> [Exercise requirements]:
a) Answer these questions using the basketball text:
(i) In what year did McCarthy take the job?
(ii) What record did the 1968-69 team coached by Lou Henson finish with?
(iii) How many shots did Jackie Jones block?
b) Format everything in the listing, from its first line down to and including the line containing "[75,405,301,638]", as a numbered list, skipping blank lines.

To be sure, the Runnin' Rebels are the first team of consequence that New Mexico State has defeated. The win was no fluke, though, according to Aggie junior guard Randy Brown, a Chicago native who honed his game in summertime competition against the likes of Isiah Thomas and Michael Jordan. " UNLV has talent, but I've seen much more on a [summer] team on a given night," says Brown. "They were just like we were. They just had UNLV on their shirts."
Brown is one of four Chicago-area products starting for the Aggies, even though McCarthy doesn't recruit in those precincts. (Austerity measures have cut his recruiting budget to S34,000, $20,000 less than when he took the job in 1985.) Brown and one of his high school teammates, Michael New, transferred from Howard County Junior College in Big Spring, Texas. Forward James Anderson and guard Reggie Jordan, both from Chicago suburbs, also arrived from the juco ranks. The fifth starter, senior Keith Hill of Houston, originally went to Michigan State but transferred because he didn't like the cold weather.
McCarthy makes no apologies for his seven juco players, arguing that they're often more motivated and mature than high school recruits. "They're different from freshmen," says McCarthy. "A high school player comes out with 25 offers. He thinks college is an extension of high school. A J.C. player says, 'Hey, I'm fortunate to get this opportunity.' "
An 88-75 victory at UC Irvine last Saturday left New Mexico State with a 14-1 record, its best start since the 1968-69 team coached by Lou Henson went 16-0. By Feb. 15, when the Aggies go to Vegas for their Big West conference rematch, the sleepers could easily be 21-1.
THE SOONERS KEEP ROLLING
After Oklahoma ran its home-court winning streak to 69 and its record to 12-0 with a 103-84 victory over highly regarded Texas, Longhorn coach Tom Penders said the Sooners deserved to be ranked No. 1 in the country. Perhaps, but Oklahoma may be no better than No. 3 in the Big Eight conference. The Big East. Big Ten and the ACC may be better, top to bottom, but no other league has three teams as good as Oklahoma, Kansas and Missouri, which were a combined 45-1 at week's end.
While Kansas will play at Missouri this Saturday, Oklahoma will get its toughest assignment to date when it travels to Tucson the same day to face Arizona, the preseason favorite in the Pac-10. Wildcat coach Lute Olson will not be pleased to hear that Penders thinks the Sooners are better than they were last season, despite losing Stacey King and Mookie Blaylock, both No. 1 picks in the NBA draft. "They've got more guys who can burn you now," says Penders.
Indeed, after the starters opened the game by connecting on only three of 14 shots, Sooner coach Billy Tubbs called on his subs. Terrence Muffins responded with a season-high 17 points, Jackie Jones blocked a school-record nine shots, and Smokey McCovery blended 17 points with seven assists.

> [Input records]:
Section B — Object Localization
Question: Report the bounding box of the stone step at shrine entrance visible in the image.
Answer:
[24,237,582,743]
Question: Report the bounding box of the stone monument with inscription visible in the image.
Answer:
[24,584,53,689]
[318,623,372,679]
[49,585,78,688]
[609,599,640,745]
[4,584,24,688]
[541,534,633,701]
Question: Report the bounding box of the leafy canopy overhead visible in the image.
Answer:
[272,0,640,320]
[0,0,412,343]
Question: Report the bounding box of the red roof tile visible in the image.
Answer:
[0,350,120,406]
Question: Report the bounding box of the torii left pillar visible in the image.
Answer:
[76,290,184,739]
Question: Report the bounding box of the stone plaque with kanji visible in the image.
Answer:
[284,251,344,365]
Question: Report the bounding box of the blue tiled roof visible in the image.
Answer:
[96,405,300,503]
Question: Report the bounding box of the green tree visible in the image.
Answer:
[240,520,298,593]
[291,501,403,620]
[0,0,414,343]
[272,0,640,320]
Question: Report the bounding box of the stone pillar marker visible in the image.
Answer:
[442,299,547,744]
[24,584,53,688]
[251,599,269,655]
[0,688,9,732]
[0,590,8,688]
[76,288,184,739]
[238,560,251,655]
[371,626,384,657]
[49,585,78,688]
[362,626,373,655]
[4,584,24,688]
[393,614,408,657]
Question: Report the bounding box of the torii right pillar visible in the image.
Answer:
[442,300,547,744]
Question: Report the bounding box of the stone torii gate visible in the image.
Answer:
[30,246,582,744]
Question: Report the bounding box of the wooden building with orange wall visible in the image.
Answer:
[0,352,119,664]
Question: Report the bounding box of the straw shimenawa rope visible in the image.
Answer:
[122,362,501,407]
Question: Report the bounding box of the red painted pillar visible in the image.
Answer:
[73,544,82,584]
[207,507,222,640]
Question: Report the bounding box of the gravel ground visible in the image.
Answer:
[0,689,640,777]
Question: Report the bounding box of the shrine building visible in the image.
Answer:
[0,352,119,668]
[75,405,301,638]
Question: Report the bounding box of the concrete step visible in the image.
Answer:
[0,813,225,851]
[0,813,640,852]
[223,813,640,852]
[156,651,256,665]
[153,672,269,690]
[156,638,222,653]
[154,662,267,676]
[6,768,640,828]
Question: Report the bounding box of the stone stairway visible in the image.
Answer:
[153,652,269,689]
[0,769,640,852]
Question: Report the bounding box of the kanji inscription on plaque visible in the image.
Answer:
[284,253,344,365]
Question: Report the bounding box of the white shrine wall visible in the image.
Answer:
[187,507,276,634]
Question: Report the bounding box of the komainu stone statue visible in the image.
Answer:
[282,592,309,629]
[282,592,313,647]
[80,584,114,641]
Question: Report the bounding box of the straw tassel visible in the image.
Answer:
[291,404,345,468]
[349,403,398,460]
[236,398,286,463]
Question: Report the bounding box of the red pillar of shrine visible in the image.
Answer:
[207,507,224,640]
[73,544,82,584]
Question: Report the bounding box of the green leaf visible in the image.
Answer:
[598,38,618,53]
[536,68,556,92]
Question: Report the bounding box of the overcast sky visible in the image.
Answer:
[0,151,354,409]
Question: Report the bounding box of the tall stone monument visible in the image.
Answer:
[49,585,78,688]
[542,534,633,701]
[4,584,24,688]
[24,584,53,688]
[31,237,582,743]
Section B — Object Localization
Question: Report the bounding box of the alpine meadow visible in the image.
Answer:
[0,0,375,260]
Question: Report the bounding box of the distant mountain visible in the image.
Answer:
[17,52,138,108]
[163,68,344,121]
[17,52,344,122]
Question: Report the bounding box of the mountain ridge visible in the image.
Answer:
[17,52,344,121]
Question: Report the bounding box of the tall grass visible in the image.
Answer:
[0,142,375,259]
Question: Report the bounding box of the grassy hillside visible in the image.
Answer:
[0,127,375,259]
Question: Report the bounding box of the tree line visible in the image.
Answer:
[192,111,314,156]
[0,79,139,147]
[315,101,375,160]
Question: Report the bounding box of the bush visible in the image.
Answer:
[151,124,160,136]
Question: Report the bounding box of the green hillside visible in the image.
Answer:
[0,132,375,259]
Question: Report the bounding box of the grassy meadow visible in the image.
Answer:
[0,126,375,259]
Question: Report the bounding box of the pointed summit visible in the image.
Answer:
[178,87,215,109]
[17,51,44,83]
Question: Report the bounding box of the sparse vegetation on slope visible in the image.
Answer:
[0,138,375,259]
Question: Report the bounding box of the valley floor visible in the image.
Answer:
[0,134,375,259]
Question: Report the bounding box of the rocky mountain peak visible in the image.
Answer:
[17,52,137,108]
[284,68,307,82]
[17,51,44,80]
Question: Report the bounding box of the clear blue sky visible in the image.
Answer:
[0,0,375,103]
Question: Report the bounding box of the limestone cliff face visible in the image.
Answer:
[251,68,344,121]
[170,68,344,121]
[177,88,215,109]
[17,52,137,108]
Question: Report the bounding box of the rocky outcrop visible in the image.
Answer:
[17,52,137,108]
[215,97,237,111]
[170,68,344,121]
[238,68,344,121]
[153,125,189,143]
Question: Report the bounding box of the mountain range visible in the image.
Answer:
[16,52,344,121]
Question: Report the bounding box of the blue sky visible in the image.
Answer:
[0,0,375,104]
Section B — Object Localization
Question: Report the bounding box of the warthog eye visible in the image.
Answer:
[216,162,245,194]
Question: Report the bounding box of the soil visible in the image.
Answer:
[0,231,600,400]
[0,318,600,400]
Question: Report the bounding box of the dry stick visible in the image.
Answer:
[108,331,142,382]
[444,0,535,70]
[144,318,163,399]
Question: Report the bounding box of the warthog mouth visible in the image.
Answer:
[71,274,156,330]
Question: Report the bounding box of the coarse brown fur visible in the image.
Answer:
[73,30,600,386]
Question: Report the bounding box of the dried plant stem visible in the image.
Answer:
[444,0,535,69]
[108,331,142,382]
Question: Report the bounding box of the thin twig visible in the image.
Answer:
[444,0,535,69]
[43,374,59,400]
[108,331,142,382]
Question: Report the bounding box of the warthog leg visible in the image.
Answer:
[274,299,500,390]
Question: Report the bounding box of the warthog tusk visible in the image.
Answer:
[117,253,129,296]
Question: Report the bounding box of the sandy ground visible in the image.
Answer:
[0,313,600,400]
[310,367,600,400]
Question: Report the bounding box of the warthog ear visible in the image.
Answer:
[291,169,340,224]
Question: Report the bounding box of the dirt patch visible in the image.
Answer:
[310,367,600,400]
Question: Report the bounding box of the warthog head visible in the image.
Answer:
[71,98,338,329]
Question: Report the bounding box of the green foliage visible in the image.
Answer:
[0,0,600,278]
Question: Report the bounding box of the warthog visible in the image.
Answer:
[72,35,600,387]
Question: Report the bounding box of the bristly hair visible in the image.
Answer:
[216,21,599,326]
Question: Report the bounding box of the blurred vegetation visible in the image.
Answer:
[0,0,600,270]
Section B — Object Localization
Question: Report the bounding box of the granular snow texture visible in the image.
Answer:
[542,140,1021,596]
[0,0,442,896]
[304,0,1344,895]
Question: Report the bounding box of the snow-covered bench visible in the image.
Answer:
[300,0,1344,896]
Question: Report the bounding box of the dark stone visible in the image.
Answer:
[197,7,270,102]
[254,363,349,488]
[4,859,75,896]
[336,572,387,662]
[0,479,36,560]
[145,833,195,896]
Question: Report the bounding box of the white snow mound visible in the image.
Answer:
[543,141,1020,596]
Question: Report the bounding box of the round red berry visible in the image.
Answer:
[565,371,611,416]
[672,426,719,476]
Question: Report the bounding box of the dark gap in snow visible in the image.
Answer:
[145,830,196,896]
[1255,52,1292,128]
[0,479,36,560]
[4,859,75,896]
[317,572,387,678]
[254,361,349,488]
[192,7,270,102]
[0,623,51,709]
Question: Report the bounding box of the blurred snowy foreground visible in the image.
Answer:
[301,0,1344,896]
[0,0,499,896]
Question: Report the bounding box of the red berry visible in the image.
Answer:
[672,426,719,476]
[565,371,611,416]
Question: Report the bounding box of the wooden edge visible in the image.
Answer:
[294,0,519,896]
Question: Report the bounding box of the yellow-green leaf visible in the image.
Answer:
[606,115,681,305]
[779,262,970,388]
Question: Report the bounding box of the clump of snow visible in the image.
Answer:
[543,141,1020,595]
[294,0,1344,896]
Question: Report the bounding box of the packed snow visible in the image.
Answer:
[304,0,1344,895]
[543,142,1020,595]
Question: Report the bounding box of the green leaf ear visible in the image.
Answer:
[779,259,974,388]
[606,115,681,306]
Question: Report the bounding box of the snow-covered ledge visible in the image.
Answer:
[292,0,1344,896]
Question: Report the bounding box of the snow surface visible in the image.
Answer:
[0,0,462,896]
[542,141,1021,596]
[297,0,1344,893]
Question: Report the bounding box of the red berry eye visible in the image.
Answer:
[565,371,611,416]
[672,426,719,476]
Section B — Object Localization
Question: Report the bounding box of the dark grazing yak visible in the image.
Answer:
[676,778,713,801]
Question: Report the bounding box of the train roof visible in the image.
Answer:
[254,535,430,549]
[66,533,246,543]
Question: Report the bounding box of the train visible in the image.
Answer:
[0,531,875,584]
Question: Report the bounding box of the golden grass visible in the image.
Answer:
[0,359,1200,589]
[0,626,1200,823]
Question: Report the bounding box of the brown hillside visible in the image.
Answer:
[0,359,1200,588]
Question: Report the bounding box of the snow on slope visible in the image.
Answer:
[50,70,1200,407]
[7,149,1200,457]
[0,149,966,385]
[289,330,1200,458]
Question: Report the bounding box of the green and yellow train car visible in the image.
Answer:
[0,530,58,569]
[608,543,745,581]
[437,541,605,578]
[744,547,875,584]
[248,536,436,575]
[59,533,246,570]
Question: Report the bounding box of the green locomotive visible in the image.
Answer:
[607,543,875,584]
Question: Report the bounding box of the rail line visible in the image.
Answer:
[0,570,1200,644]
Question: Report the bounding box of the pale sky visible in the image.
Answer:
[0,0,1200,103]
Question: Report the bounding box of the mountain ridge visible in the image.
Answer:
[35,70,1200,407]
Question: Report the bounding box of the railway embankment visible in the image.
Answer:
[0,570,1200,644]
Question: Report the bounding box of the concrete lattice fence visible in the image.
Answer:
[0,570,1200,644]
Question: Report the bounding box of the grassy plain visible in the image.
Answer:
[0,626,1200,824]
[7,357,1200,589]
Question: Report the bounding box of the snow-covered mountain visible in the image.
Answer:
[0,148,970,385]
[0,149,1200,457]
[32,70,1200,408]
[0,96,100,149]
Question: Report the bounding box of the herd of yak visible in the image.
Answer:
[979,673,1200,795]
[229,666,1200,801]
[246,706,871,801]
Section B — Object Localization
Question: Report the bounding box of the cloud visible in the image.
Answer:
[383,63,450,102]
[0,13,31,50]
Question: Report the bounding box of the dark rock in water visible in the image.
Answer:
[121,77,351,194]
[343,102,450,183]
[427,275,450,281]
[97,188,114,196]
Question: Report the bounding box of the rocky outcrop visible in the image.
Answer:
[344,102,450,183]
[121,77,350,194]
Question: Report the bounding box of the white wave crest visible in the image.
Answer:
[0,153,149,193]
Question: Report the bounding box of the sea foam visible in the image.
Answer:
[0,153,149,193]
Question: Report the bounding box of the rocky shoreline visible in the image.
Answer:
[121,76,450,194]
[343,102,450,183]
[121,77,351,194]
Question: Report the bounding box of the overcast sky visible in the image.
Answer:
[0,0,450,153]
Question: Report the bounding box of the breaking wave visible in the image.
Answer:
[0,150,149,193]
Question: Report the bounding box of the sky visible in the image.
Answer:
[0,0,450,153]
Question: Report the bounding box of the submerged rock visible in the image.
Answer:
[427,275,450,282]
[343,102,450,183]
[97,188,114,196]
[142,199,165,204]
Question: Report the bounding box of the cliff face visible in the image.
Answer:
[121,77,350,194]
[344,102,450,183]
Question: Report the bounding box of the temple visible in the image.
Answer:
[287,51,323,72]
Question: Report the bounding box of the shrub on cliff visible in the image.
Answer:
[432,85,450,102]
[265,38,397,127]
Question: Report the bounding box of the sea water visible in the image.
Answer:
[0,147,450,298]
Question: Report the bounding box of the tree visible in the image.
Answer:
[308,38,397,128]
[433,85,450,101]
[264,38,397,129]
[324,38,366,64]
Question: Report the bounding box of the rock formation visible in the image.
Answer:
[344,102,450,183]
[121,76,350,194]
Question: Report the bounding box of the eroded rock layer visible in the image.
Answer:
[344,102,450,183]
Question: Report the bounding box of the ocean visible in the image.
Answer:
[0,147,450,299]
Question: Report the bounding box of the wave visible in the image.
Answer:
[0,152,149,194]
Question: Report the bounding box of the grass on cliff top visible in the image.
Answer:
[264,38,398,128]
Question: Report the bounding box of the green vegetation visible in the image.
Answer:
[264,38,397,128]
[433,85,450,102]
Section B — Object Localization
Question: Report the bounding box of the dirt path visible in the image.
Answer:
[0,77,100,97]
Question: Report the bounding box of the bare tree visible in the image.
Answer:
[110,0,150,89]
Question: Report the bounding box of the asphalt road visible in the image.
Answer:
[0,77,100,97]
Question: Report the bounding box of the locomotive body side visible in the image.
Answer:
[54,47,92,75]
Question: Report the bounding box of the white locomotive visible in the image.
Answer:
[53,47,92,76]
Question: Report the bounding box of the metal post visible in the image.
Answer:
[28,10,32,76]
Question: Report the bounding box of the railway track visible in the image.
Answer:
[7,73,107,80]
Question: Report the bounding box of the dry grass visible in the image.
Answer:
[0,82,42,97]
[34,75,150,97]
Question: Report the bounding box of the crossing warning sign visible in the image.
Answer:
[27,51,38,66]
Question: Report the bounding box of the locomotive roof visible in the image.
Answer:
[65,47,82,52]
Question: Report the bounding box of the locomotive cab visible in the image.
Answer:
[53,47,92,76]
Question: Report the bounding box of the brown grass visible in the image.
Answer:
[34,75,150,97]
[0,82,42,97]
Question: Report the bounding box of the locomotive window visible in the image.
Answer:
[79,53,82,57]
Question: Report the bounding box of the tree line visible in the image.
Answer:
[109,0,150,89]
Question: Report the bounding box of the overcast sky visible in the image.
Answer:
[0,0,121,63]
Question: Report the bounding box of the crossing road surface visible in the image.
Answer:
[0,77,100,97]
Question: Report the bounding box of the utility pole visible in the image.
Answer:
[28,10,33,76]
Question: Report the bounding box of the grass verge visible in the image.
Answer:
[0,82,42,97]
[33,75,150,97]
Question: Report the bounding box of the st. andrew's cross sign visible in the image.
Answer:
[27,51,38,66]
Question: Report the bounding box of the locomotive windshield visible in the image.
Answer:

> [Answers to the problems]:
a)
(i) 1985
(ii) 16-0
(iii) Nine, a school record

b)
1. Section B — Object Localization
2. Question: Report the bounding box of the stone step at shrine entrance visible in the image.
3. Answer:
4. [24,237,582,743]
5. Question: Report the bounding box of the stone monument with inscription visible in the image.
6. Answer:
7. [24,584,53,689]
8. [318,623,372,679]
9. [49,585,78,688]
10. [609,599,640,745]
11. [4,584,24,688]
12. [541,534,633,701]
13. Question: Report the bounding box of the leafy canopy overhead visible in the image.
14. Answer:
15. [272,0,640,320]
16. [0,0,412,343]
17. Question: Report the bounding box of the red roof tile visible in the image.
18. Answer:
19. [0,350,120,406]
20. Question: Report the bounding box of the torii left pillar visible in the image.
21. Answer:
22. [76,290,184,739]
23. Question: Report the bounding box of the stone plaque with kanji visible in the image.
24. Answer:
25. [284,251,344,365]
26. Question: Report the bounding box of the blue tiled roof visible in the image.
27. Answer:
28. [96,405,300,503]
29. Question: Report the bounding box of the green tree visible in the image.
30. Answer:
31. [240,520,298,593]
32. [291,501,403,620]
33. [0,0,414,343]
34. [272,0,640,320]
35. Question: Report the bounding box of the stone pillar marker visible in the image.
36. Answer:
37. [442,299,547,744]
38. [24,584,53,688]
39. [251,599,269,655]
40. [0,688,9,732]
41. [0,590,8,688]
42. [76,288,184,739]
43. [238,560,251,655]
44. [371,626,384,657]
45. [49,585,78,688]
46. [362,626,373,655]
47. [4,584,24,688]
48. [393,614,408,657]
49. Question: Report the bounding box of the torii right pillar visible in the image.
50. Answer:
51. [442,300,547,744]
52. Question: Report the bounding box of the stone torii gate visible in the image.
53. Answer:
54. [30,246,582,744]
55. Question: Report the bounding box of the wooden building with orange wall visible in the image.
56. Answer:
57. [0,352,119,664]
58. Question: Report the bounding box of the straw shimenawa rope visible in the image.
59. Answer:
60. [122,362,501,407]
61. Question: Report the bounding box of the red painted pillar visible in the image.
62. Answer:
63. [73,544,82,584]
64. [207,507,222,640]
65. Question: Report the bounding box of the gravel ground visible in the image.
66. Answer:
67. [0,689,640,777]
68. Question: Report the bounding box of the shrine building visible in the image.
69. Answer:
70. [0,352,119,668]
71. [75,405,301,638]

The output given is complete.